▶ **Exercise description**: Please copy out the lines of the records below from the line containing "Tight-box annotation required for the class paving" up to and including the line containing "[221,266,225,322]", unchanged and in order.

▶ **Extracted entries**:
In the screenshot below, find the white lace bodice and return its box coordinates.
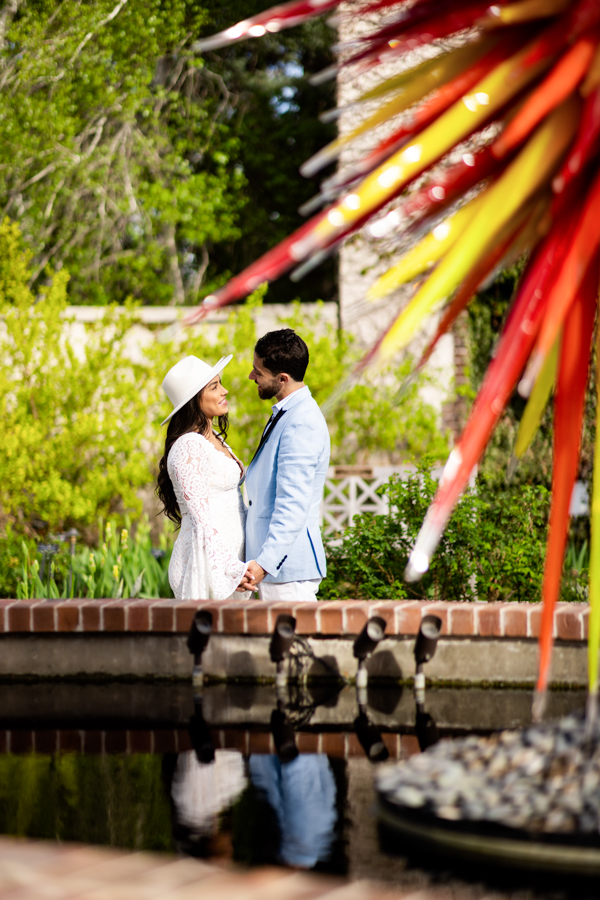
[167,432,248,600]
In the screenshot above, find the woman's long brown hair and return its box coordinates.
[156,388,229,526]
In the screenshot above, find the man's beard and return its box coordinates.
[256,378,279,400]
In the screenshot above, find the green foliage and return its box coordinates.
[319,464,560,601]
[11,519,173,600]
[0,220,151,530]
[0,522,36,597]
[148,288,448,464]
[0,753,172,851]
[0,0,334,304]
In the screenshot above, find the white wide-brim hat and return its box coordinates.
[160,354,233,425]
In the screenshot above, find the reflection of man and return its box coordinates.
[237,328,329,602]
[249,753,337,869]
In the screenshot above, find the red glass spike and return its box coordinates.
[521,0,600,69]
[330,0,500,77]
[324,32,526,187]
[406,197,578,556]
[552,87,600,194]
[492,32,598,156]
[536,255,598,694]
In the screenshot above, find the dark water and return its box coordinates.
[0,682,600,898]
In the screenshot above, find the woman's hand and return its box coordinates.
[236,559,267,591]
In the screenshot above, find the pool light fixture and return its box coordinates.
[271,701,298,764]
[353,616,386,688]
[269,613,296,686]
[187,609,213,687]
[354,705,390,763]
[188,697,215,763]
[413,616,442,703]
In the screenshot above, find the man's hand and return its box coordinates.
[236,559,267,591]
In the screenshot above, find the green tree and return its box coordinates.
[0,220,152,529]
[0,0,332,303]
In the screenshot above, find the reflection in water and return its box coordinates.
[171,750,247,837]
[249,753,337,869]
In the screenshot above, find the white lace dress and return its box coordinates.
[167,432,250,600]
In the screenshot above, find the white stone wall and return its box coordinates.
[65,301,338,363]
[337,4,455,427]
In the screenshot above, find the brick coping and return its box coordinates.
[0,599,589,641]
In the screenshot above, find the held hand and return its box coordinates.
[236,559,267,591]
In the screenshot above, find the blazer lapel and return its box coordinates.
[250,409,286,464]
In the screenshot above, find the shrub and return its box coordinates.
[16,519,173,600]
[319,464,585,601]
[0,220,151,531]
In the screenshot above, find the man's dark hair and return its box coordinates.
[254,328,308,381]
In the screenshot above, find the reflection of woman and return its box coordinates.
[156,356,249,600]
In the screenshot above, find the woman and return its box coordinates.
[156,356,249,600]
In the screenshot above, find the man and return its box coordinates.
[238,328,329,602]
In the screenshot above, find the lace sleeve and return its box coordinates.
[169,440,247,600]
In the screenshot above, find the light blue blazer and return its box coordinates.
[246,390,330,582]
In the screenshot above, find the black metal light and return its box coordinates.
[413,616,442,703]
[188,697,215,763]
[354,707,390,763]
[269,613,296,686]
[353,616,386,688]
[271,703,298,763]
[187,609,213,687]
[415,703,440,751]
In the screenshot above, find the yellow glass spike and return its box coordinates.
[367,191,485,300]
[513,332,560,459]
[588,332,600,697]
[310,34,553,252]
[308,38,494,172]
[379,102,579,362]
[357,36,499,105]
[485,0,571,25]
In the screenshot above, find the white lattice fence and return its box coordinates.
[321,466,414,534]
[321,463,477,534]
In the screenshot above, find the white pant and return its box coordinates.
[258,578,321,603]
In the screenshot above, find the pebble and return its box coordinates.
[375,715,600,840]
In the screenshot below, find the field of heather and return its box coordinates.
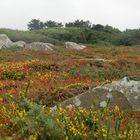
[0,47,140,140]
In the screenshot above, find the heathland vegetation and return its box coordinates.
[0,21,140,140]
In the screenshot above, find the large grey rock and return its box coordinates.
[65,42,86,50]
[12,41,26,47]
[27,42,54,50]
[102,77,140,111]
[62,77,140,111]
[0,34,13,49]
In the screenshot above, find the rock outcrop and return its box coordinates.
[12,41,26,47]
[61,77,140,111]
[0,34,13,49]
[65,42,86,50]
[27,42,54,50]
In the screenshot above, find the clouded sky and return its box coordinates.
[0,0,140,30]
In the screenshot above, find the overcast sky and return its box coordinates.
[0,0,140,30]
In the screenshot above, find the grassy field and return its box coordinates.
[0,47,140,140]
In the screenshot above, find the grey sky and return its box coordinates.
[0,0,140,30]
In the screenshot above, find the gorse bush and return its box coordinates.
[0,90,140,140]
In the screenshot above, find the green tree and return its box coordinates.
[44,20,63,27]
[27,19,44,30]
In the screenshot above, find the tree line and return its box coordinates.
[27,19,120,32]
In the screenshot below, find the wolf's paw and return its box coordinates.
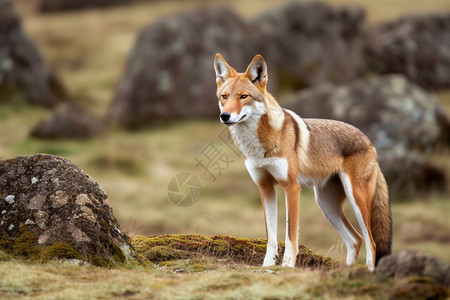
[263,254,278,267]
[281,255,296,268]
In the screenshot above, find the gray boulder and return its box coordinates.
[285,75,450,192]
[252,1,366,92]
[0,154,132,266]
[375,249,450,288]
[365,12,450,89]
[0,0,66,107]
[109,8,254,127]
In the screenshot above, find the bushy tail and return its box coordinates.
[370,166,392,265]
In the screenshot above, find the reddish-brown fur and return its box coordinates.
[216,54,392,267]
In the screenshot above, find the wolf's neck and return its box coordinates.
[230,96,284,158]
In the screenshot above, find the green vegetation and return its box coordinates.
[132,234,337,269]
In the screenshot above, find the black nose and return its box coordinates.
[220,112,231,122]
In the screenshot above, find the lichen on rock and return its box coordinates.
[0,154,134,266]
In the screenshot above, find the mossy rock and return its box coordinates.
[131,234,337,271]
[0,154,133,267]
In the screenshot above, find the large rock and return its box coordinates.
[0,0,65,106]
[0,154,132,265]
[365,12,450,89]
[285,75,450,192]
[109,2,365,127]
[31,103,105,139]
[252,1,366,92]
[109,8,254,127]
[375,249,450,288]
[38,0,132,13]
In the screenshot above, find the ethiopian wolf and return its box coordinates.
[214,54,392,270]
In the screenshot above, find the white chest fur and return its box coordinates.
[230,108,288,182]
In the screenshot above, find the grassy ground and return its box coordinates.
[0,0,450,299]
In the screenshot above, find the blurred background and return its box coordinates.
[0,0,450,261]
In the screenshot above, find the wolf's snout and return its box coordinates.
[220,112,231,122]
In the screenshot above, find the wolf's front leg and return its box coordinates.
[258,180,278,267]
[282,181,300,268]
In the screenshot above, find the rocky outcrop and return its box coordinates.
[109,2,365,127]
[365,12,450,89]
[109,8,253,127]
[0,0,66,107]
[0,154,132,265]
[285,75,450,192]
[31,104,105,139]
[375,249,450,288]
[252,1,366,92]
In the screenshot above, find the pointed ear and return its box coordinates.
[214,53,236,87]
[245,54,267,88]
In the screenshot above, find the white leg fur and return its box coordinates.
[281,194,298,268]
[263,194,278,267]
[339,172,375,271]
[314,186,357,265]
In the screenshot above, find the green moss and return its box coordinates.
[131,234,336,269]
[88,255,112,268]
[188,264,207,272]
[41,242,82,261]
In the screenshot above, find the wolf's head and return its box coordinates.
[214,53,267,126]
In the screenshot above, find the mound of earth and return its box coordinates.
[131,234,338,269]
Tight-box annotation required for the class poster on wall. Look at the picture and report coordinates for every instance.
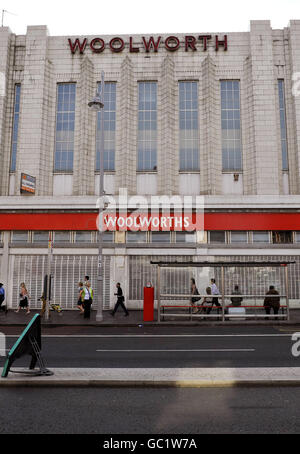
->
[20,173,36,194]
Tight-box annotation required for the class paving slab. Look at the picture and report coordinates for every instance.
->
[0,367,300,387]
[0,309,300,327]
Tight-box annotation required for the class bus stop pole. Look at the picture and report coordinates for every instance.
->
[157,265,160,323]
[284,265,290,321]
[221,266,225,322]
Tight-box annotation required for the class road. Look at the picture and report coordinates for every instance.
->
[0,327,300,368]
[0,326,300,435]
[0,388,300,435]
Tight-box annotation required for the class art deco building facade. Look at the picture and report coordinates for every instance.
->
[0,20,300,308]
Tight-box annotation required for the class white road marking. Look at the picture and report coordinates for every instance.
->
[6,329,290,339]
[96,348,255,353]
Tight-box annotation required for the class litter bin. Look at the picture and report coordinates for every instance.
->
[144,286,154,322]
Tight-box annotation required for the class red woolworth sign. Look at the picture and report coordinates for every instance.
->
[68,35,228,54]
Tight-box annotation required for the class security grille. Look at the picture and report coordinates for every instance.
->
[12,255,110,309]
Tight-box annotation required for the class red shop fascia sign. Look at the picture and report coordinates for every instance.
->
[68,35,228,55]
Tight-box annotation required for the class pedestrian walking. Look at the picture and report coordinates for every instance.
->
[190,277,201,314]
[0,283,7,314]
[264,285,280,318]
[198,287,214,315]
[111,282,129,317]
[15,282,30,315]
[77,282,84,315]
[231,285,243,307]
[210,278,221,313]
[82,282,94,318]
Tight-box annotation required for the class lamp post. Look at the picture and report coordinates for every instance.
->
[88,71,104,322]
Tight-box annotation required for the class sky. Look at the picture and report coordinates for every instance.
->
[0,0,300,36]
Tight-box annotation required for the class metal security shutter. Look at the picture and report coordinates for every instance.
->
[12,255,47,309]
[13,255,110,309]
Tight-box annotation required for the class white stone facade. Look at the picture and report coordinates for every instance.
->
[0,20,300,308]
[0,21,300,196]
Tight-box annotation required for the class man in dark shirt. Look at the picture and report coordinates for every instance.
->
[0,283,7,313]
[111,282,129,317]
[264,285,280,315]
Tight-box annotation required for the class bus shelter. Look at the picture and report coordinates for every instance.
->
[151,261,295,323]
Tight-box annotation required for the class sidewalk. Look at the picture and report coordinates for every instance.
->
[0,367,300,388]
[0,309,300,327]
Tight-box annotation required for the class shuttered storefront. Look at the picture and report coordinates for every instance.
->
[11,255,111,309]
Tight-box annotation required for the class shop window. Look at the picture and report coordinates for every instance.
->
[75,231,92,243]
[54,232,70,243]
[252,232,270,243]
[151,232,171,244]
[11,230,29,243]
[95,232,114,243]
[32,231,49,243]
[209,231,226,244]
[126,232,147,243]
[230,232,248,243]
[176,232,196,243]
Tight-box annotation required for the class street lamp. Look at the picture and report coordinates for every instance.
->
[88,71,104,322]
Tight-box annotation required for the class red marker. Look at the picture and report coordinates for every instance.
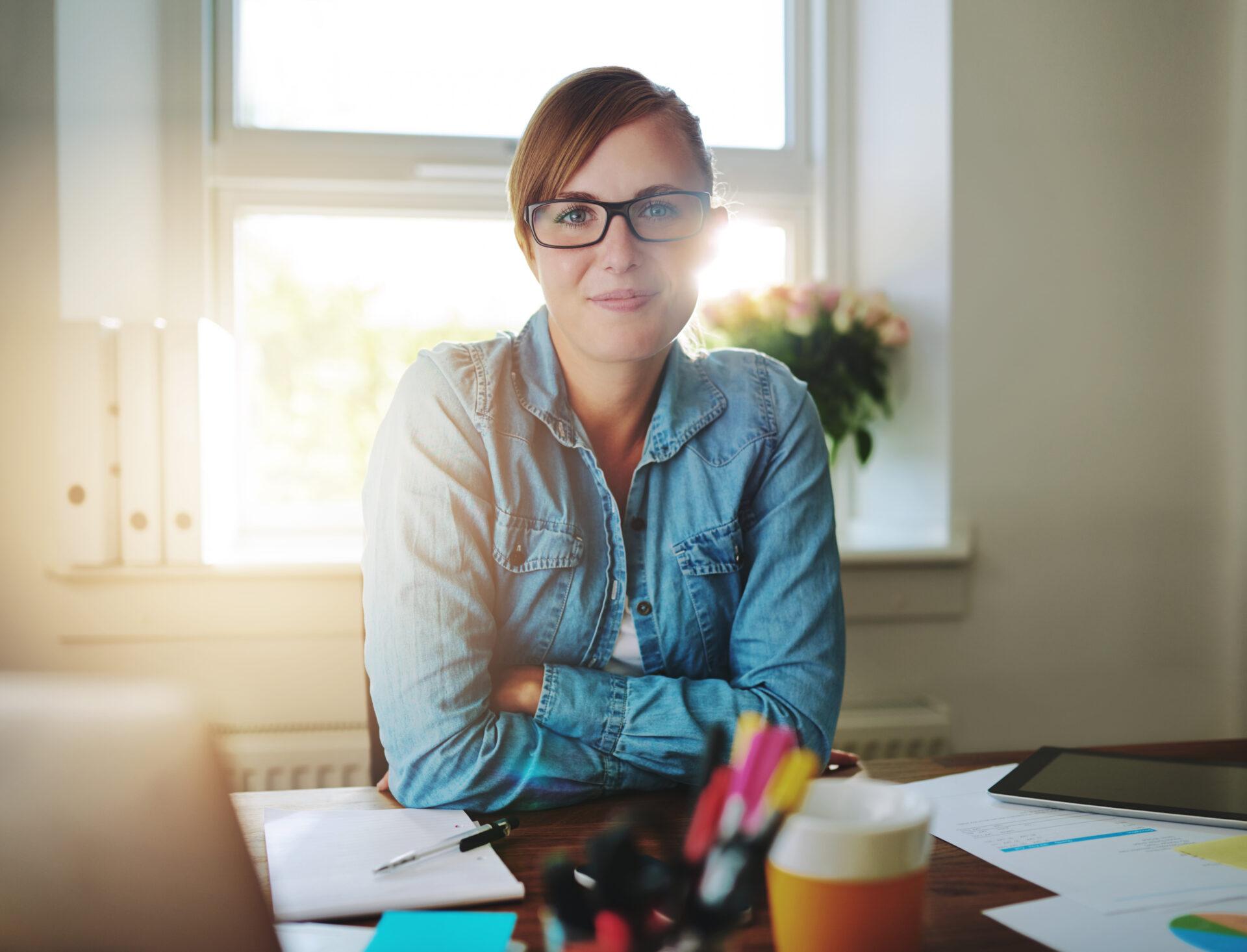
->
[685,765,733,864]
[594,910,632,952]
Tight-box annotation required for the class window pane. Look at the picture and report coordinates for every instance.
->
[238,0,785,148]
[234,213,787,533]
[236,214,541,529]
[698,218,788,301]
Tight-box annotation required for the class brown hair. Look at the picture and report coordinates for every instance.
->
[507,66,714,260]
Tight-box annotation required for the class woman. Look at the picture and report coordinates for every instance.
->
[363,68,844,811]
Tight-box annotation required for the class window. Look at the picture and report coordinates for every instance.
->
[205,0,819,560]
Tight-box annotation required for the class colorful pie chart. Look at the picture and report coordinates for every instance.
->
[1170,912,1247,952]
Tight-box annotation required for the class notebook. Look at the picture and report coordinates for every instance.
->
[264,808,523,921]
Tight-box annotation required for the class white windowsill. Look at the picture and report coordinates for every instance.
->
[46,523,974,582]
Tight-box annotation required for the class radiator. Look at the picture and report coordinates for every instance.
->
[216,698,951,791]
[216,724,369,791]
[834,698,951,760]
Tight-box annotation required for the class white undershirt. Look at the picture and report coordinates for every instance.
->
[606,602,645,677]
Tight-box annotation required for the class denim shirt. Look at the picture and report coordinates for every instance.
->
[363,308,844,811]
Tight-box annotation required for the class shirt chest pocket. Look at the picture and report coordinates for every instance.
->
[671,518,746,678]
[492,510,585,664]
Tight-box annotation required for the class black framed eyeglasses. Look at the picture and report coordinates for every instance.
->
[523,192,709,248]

▶ **Response to this task**:
Tight-box annotation required for the class paving slab. Look at the picture and report coordinates for every instance.
->
[0,367,300,387]
[0,309,300,327]
Tight-box annotation required for the class bus stop pole. Look at the picture and report coordinates for every instance.
->
[157,265,160,323]
[284,265,290,321]
[221,266,225,322]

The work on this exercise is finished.